[DESCRIPCIÓN DEL EJERCICIO] ¿Puedes prolongar el fragmento sobre la campana del hospital en Dientes de león, de Kawabata, a partir de su última oración?

[FRAGMENTO DE PÁGINA]
━━━━━━━━━━━━━━━━

El hospital es parte de un templo o lo ha sido y hay allí una campana que marca el tiempo del pueblo. El tañido de esta campana es otro de los personajes de Dientes de león. La campana parece decir cada vez algo diferente a pesar de repetir el tañido. La repetición de lo que dice algo diferente cada vez: hay un interno que escribe todos los días una frase budista que Kawabata mismo usó en el discurso que dio al recibir el Premio Nobel de Literatura. «Entrar en el mundo de Buda es fácil. Entrar en el mundo de los demonios, no». El viejo interno ocupa un lugar como el que ocupa lo divino en la vida cotidiana: a un costado pero ofreciendo una referencia para todo lo que pasa.

━━━━━━━━━━━━━━━━

[REGISTROS PROPORCIONADOS]

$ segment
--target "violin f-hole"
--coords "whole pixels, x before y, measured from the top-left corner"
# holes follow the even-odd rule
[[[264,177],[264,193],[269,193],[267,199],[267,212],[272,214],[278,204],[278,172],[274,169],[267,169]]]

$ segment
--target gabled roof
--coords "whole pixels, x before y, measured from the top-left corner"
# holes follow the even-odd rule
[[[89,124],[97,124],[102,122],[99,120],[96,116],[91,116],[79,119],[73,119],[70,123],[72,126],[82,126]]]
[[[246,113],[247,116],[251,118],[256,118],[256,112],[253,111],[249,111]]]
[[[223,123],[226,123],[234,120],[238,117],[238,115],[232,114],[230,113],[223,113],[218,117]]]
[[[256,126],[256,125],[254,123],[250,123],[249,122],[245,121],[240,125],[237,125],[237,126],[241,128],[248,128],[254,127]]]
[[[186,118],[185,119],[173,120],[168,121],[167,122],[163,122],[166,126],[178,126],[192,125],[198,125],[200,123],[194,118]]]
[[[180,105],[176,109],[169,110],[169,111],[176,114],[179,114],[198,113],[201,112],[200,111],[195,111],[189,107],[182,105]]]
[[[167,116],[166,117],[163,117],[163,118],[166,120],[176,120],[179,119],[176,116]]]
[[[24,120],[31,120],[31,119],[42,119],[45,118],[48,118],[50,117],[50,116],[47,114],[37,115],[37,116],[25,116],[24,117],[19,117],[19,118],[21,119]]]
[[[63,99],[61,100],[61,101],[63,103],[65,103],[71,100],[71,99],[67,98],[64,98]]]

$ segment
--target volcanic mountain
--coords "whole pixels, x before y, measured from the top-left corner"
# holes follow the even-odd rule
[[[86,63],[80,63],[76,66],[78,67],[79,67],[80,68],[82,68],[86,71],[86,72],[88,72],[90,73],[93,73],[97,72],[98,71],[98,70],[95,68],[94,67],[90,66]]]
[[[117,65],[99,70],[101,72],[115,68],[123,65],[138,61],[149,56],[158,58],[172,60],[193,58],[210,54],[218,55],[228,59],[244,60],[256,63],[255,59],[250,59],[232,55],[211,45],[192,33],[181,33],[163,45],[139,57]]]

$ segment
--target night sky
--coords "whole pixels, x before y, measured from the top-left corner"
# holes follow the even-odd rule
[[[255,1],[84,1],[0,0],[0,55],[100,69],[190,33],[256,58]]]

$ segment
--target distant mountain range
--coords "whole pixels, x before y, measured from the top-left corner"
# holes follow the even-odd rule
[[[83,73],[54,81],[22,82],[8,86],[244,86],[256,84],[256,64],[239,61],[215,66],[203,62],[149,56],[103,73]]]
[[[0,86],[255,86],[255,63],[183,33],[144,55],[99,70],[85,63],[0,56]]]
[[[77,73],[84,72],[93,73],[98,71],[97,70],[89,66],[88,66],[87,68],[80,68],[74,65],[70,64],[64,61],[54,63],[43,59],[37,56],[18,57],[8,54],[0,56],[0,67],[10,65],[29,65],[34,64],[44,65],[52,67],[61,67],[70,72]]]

━━━━━━━━━━━━━━━━

[RESPUESTA]
La campana, de nuevo. Ya en Lo bello y lo triste el protagonista viaja a Kioto para escuchar en persona las campanas de Año Nuevo que siempre ha escuchado por radio. Pero hay una campana, que tal vez todo Japón ha escuchado alguna vez. Yo la escuché antes de leerla por mí misma, leída por mi padre. Es la campana del inolvidable comienzo del Heike Monogatari:
En el sonido de la campana del monasterio de Gion resuena la caducidad de todas las cosas. En el color siempre cambiante del arbusto de shara se recuerda la ley terrenal de que toda gloria encuentra su fin. Como el sueño de una noche de primavera, así de fugaz es el poder del orgulloso. Como el polvo que dispersa el viento, así los fuertes desaparecen de la faz de la tierra.
La música de Dientes de león es esta campana. Acompaña y dice lo que quien escucha pueda entender, como el rugido de la montaña del hombre que va a morir en El sonido de la montaña.
Makoto Ueda señaló ya que los tres grupos que Kawabata parecía considerar los más aptos para descubrir la belleza son los hombres que agonizan o ven su muerte cercana, los niños pequeños y las mujeres jóvenes como Ineko.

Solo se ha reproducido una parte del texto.